WHAT THE TASK ASKS
Your task is to transcribe the entries exactly.

DATA SUPPLIED
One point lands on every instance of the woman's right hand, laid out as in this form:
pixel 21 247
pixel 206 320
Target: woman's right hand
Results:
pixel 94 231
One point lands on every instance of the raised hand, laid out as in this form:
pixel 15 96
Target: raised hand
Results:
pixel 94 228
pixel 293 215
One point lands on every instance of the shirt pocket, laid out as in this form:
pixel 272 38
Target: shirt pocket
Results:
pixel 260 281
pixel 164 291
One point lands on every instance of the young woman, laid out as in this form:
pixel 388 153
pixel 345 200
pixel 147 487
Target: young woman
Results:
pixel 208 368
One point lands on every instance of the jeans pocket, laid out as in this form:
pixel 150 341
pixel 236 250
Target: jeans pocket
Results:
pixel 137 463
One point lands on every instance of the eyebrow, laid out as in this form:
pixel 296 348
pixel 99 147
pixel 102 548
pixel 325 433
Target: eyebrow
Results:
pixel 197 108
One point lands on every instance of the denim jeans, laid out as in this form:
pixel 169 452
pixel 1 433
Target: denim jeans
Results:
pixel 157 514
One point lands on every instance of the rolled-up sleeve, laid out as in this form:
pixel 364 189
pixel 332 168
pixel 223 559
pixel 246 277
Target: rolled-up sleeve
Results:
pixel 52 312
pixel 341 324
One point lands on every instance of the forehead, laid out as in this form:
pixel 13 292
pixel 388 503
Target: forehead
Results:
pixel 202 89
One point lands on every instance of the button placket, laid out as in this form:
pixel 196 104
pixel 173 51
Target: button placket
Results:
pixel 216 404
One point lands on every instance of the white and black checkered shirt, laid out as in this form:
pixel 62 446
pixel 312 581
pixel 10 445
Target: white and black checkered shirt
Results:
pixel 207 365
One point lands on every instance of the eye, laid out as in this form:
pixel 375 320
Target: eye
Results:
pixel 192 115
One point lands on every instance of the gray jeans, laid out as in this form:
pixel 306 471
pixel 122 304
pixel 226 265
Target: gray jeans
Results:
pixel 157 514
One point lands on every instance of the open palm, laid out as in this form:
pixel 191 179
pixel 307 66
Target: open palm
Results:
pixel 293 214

SOLVED EXERCISE
One point lands on every instance of the woman's right hand, laid out as in this form:
pixel 21 247
pixel 206 320
Target: woman's right hand
Results:
pixel 94 231
One point lands on every instance of the raised hand, laid out as in this form:
pixel 15 96
Target: raised hand
Results:
pixel 94 228
pixel 293 215
One point lands on every instance of the shirt pocket, laid out as in this form:
pixel 272 38
Target: shirt pocket
Results:
pixel 260 281
pixel 164 291
One point lands on every instance of the young woman, laid out as in this form:
pixel 388 153
pixel 345 200
pixel 147 487
Target: young woman
Results:
pixel 208 368
One point lands on every instance of the jeans pocket, laid out as in this form:
pixel 150 341
pixel 236 250
Target: jeans pocket
Results:
pixel 137 463
One point lands on every instance of the eyebrow, laid out as in this form:
pixel 296 348
pixel 99 147
pixel 102 548
pixel 325 433
Target: eyebrow
Results:
pixel 197 108
One point lands on every instance of the denim jeans, laid out as in this form:
pixel 169 452
pixel 1 433
Target: denim jeans
Results:
pixel 157 514
One point lands on every instance of the rolled-up sleeve, laid out as in this form:
pixel 364 189
pixel 332 168
pixel 223 559
pixel 246 277
Target: rolled-up sleeve
Results:
pixel 52 312
pixel 341 324
One point lands on every instance of the forehead, laid out as in this form:
pixel 13 292
pixel 388 503
Target: forehead
Results:
pixel 202 89
One point lands on every instance of the button placket, laid out as in this form:
pixel 196 104
pixel 173 51
Target: button placket
Results:
pixel 216 404
One point lands on every instance of the white and black checkered shirt, laid out as in this form:
pixel 62 446
pixel 312 581
pixel 10 445
Target: white and black checkered shirt
Results:
pixel 207 365
One point lands on every instance of the eye, laid out as in this form:
pixel 375 320
Target: eye
Results:
pixel 192 115
One point lands on every instance of the gray jeans, laid out as in this form:
pixel 306 471
pixel 122 304
pixel 226 265
Target: gray jeans
Results:
pixel 157 514
One point lands on every instance of the open palm, laid out as in this form:
pixel 191 179
pixel 307 66
Target: open palm
Results:
pixel 293 214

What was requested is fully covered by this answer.